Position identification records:
^^^^^^^^^^^^^^^^

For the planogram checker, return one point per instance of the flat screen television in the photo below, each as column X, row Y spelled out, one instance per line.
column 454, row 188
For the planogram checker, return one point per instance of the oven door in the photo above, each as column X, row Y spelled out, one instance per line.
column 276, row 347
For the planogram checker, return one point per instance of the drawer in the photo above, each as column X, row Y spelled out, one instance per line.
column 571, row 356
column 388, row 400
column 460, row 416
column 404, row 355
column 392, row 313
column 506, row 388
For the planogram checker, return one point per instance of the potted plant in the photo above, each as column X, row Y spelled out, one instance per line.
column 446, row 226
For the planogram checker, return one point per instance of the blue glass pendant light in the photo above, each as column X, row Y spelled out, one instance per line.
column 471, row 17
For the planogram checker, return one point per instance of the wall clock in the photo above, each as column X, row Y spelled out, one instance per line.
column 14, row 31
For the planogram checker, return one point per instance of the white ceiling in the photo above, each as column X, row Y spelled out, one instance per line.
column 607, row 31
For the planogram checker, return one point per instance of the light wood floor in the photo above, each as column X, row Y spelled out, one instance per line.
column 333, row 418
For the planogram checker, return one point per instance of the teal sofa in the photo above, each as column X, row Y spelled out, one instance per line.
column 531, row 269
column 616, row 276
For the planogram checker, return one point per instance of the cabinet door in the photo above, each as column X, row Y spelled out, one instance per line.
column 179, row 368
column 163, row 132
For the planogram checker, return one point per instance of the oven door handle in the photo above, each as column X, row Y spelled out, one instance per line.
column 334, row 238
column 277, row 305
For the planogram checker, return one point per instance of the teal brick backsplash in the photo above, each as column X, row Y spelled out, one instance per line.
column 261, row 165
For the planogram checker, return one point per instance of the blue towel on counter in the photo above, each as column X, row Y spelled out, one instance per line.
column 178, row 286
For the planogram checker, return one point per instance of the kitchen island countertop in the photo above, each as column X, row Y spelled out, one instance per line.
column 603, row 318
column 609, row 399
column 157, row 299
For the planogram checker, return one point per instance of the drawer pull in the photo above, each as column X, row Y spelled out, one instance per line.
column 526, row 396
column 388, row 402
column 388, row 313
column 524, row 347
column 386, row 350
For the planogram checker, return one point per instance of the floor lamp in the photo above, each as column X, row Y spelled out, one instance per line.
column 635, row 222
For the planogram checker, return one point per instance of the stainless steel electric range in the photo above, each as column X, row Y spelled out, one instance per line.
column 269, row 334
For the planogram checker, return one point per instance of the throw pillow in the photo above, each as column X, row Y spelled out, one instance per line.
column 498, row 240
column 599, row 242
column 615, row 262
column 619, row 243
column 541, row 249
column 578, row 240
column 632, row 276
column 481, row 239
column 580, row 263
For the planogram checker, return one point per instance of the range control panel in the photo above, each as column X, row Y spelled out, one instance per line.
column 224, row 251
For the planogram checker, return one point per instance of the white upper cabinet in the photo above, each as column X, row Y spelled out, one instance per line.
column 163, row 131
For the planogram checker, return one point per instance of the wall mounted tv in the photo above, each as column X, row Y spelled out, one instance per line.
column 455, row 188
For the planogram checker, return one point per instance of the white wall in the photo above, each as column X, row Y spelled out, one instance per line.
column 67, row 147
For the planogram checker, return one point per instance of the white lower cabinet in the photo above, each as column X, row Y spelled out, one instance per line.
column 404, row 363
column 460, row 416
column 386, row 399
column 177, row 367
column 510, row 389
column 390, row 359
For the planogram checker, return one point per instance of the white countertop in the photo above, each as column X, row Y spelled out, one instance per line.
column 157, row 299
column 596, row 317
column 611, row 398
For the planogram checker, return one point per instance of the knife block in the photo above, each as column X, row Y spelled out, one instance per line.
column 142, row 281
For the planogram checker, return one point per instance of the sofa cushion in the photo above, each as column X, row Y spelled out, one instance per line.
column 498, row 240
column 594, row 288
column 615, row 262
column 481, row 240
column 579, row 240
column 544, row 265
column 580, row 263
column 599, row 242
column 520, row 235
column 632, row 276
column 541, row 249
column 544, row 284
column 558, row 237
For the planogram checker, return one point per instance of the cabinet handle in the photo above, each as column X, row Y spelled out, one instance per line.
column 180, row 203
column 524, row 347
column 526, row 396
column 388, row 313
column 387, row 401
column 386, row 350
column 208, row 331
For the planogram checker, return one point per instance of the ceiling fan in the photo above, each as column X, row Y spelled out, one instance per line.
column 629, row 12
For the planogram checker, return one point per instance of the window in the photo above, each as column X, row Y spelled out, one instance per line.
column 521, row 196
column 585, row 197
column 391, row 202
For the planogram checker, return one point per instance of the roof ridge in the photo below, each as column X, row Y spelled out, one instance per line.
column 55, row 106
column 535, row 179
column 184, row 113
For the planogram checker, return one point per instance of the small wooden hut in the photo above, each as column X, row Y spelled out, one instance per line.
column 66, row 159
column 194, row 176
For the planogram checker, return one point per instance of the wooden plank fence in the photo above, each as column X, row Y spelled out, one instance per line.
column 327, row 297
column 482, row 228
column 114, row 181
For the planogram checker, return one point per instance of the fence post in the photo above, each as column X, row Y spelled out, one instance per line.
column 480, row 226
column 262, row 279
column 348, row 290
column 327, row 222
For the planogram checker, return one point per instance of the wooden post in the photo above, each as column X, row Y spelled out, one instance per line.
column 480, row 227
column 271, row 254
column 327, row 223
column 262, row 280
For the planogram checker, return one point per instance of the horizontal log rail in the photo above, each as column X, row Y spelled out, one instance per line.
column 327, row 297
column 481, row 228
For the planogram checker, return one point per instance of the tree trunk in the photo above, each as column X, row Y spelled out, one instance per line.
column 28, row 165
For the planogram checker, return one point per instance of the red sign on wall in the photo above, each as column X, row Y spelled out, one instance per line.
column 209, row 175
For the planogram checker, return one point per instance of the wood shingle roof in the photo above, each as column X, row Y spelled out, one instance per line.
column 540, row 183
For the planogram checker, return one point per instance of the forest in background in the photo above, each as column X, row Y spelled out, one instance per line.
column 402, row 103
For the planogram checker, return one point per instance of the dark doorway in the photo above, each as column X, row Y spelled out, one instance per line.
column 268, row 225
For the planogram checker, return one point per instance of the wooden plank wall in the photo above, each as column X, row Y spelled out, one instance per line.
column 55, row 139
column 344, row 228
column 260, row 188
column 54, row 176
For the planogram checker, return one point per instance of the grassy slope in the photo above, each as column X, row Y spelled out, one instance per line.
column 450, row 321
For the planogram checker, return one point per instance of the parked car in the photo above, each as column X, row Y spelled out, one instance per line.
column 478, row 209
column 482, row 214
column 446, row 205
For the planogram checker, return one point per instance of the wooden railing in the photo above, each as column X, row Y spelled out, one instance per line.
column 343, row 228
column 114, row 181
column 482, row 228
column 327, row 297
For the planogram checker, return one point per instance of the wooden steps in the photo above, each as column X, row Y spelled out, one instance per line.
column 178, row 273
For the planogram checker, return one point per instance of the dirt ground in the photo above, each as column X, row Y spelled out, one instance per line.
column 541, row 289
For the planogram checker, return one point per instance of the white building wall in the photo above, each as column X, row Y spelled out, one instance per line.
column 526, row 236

^^^^^^^^^^^^^^^^

Given problem —
Take the entries and copy them out exactly.

Reply to the task —
For the planogram checker, return one point per instance of the flat screen television in the photo below, each as column X, row Y spelled out, one instance per line.
column 454, row 188
For the planogram checker, return one point per instance of the oven door in the photo above, each as column X, row Y spelled out, one instance per line.
column 276, row 347
For the planogram checker, return one point per instance of the drawer in the photo above, each as column X, row Y spelled out, one instance per line.
column 571, row 356
column 388, row 400
column 460, row 416
column 404, row 355
column 392, row 313
column 506, row 388
For the planogram checker, return one point per instance of the potted plant in the photo above, each as column X, row Y spelled out, one instance per line.
column 446, row 226
For the planogram checker, return one point per instance of the blue glass pendant light in the photo above, each as column X, row Y spelled out, one instance per line.
column 471, row 17
For the planogram checker, return one point per instance of the wall clock in the photo above, each as column X, row Y spelled out, one instance per line.
column 14, row 31
For the planogram checker, return one point per instance of the white ceiling in the photo above, each as column X, row Y spelled out, one instance per line.
column 607, row 31
For the planogram checker, return one point per instance of the light wood floor in the photo above, each as column X, row Y spelled out, one instance per line.
column 333, row 418
For the planogram checker, return one point per instance of the teal sofa in the photo above, each as column X, row Y spelled out, one instance per line.
column 531, row 269
column 616, row 276
For the planogram checker, return one point per instance of the cabinet door in the photo above, each as column X, row Y spelled out, one instance per line.
column 179, row 368
column 163, row 132
For the planogram checker, return one point per instance of the oven door handle in the photo above, each as column X, row Y spelled out, one instance per line.
column 334, row 238
column 277, row 305
For the planogram checker, return one point per instance of the teal brick backsplash in the photo above, each as column X, row Y spelled out, one instance per line.
column 261, row 165
For the planogram checker, return one point per instance of the blue towel on counter in the photo above, each as column X, row Y spelled out, one instance per line.
column 178, row 286
For the planogram checker, return one point per instance of the kitchen island countertop in the photo above, each as column X, row Y spelled out, one instance per line.
column 603, row 318
column 609, row 399
column 157, row 299
For the planogram checker, return one point per instance of the drawer pull in the photo above, each as column X, row Y spelled out, one instance per line.
column 526, row 396
column 388, row 402
column 388, row 313
column 524, row 347
column 386, row 350
For the planogram checker, return one point per instance of the floor lamp in the photo above, each as column X, row Y spelled out, one instance per line.
column 635, row 222
For the planogram checker, return one point per instance of the stainless steel electric range in the photo above, each as column X, row Y spelled out, one instance per line.
column 269, row 334
For the planogram checker, return one point per instance of the throw pillow in the photo above, each as column X, row Y spelled out, one instance per line.
column 498, row 240
column 599, row 242
column 615, row 262
column 619, row 243
column 541, row 249
column 578, row 240
column 632, row 276
column 481, row 239
column 580, row 263
For the planogram checker, return one point per instance of the range control panel in the photo above, each as column X, row Y spelled out, one instance per line.
column 224, row 251
For the planogram checker, return one point per instance of the white upper cabinet in the photo above, each as column X, row Y spelled out, one instance per line.
column 163, row 131
For the planogram checker, return one point per instance of the wall mounted tv in the photo above, each as column X, row Y spelled out, one instance per line.
column 455, row 188
For the planogram checker, return one point per instance of the white wall in the photo above, each as column X, row Y spelled out, one instance per line.
column 67, row 147
For the planogram checker, return one point per instance of the white lower cabinet in the photo above, each as column X, row Y spelled out, one instance per line.
column 404, row 363
column 460, row 416
column 386, row 399
column 177, row 367
column 510, row 389
column 390, row 359
For the planogram checker, return one point per instance of the white countertop in the photo above, each as column X, row Y spelled out, one instance per line.
column 157, row 299
column 596, row 317
column 611, row 398
For the planogram checker, return one point per instance of the knife block in the photo above, each as column X, row Y spelled out, one instance per line.
column 142, row 281
For the planogram checker, return one point per instance of the sofa cushion in the photo above, each as column X, row Y spelled out, one instance per line.
column 498, row 240
column 594, row 288
column 615, row 262
column 481, row 240
column 579, row 240
column 544, row 265
column 580, row 263
column 599, row 242
column 520, row 235
column 632, row 276
column 541, row 249
column 544, row 284
column 558, row 237
For the planogram checker, return one point per instance of the cabinet handle in the photo above, each as column X, row Y spelled out, one instance per line.
column 180, row 203
column 524, row 347
column 526, row 396
column 388, row 313
column 387, row 401
column 386, row 350
column 208, row 331
For the planogram checker, return one point per instance of the ceiling fan in the photo above, each as column X, row Y spelled out, one instance per line.
column 629, row 12
For the planogram checker, return one point per instance of the window in the photo above, each as column X, row Y spelled out, one instance per line.
column 521, row 196
column 585, row 197
column 391, row 202
For the planogram checker, return one point per instance of the roof ridge in the photo below, each as column X, row Y spelled out, one instance per line.
column 55, row 106
column 535, row 179
column 184, row 113
For the planogram checker, return one point per instance of the small wooden hut in the photo above, each as column X, row Y spelled out, one instance per line.
column 66, row 159
column 194, row 176
For the planogram checker, return one point per instance of the wooden plank fence in the photo above, each as column X, row Y spelled out, one instance per line.
column 327, row 297
column 482, row 228
column 114, row 181
For the planogram checker, return one point per instance of the fence post in the photo above, each as column X, row Y spelled out, one instance per line.
column 480, row 226
column 262, row 279
column 348, row 290
column 327, row 222
For the planogram checker, return one point per instance of the wooden post in the photo above, each as column X, row Y spelled out, one instance per line.
column 480, row 227
column 271, row 254
column 327, row 223
column 262, row 280
For the planogram checker, return one point per instance of the horizontal log rail in the photo above, each as column X, row Y spelled out, one instance per line.
column 327, row 297
column 481, row 228
For the planogram checker, return one point per instance of the tree trunk in the photo above, each as column X, row Y spelled out, one instance per line.
column 28, row 165
For the planogram checker, return one point per instance of the red sign on wall in the photo above, each as column X, row Y spelled out, one instance per line.
column 209, row 175
For the planogram checker, return one point per instance of the wood shingle roof in the photo above, each as column X, row Y spelled out, one instance per line.
column 540, row 183
For the planogram checker, return one point per instance of the forest in background in the photo above, each as column X, row Y spelled out, one instance per line.
column 402, row 103
For the planogram checker, return one point per instance of the dark doorway in the photo above, each as column X, row Y spelled out, one instance per line.
column 268, row 225
For the planogram checker, return one point per instance of the wooden plank wall in the photo above, each as column X, row Y spelled out, one instance per line.
column 55, row 139
column 344, row 228
column 260, row 188
column 54, row 176
For the planogram checker, return one point per instance of the grassy slope in the photo above, each as column X, row Y spelled out, one instance per line.
column 450, row 321
For the planogram checker, return one point per instance of the parked car in the photo above, each as column X, row Y spelled out, one instance per line.
column 478, row 209
column 482, row 214
column 446, row 205
For the planogram checker, return one point per instance of the wooden railing in the photo above, each as column X, row Y spelled out, one instance per line.
column 343, row 228
column 114, row 181
column 482, row 228
column 327, row 297
For the planogram checker, return one point per instance of the wooden steps in the photo above, each as column X, row Y spelled out, one instance per line.
column 178, row 273
For the planogram checker, return one point per instance of the dirt ground in the photo above, each as column X, row Y spelled out, one instance per line.
column 541, row 289
For the planogram checker, return one point per instance of the white building wall in the photo above, each as column X, row Y spelled out, one instance per line.
column 526, row 236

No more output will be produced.